> **PROVIDED TEXT**:
** begin **
Updated: Oct 28, 2022
The introduction to our book, Consciousness in a Nutshell: A Psychonautical Odyssey is now available for everyone to read and understand just what creative nonfiction is.
We hope you all enjoy!
- Jay & Lindy
First his eyes widen, then he creeps down low, watching. Inching closer and closer to his prey, he flattens himself out and raises one paw. Eyes narrowing, he starts to wiggle his butt and sway his head side to side. You can tell he’s moments from pouncing, when you start to wonder…Why is he moving his head and body like that?
Or how about you’re at a restaurant. You’re sitting in the main dining room, just waiting for your friends to arrive, when somewhere behind you a clumsy waiter lets a champagne flute topple off his tray and come crashing to the floor. Without even having to think, you instinctively swivel around to your 5 o’clock with enough time to see the base of the stem break off and come skirting across the dining room floor.
But how did you know where to look?
Or what about when you’re running late to a movie theatre across town. You thought you knew the way, but after about ten minutes of driving, you start to get the sneaking suspicion that you might be lost. Panicking, you fire up your phone’s GPS app, and within seconds your phone’s receiving pings from at least three or four satellites—orbiting thousands of miles away—and yet somehow, based on the time-lag differences between these pings, your device is able to workout your exact location inside of ten feet.
How is this possible?
In all three of these scenarios, the champagne flute, the cat, the GPS satellites; the concept of triangulation is what’s saving the day. Technically, with GPS it’s called “trilateration” but the same basic principle still applies. If you know where Satellites A, B, and C are, then based on these three known data points, you can determine an unknown fourth data point (where you are).
** end **
> **TASK DESCRIPTION**:
Continue the book introduction on triangulation above, picking up right after its final sentence.

> **DATA BLOCK**:
** begin **
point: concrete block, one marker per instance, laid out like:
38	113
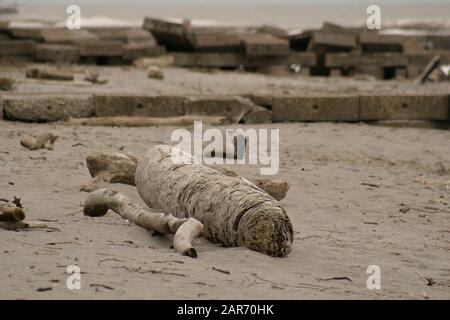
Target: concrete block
** end **
> **RIGHT ANSWER**:
With each sway of his head, the cat’s not only capturing a different image of his prey on the backs of his retinas because he’s also helping his brain to compare the difference between what his left eye sees and what his right eye sees. That way, when he finally does make the jump, he does so with pinpoint precision.
With the champagne flute, the sound of the breaking glass hits your right ear about eight millionths of a second before hitting your left ear, and without you even having to know what interaural intensity difference is or what interaural time difference even means, your unconscious mind is still able to localize the sound and orient your attention fast enough for you to still spin around, catch the tail-end, and stop a piece of the flute sliding across the floor with your foot. Three cases of triangulation; three scenarios in which we harness the power of known data points to solve unknown ones.
So now, the question is; when it comes to tracking down the elusive definition of consciousness, might we be able to employ a similar strategy?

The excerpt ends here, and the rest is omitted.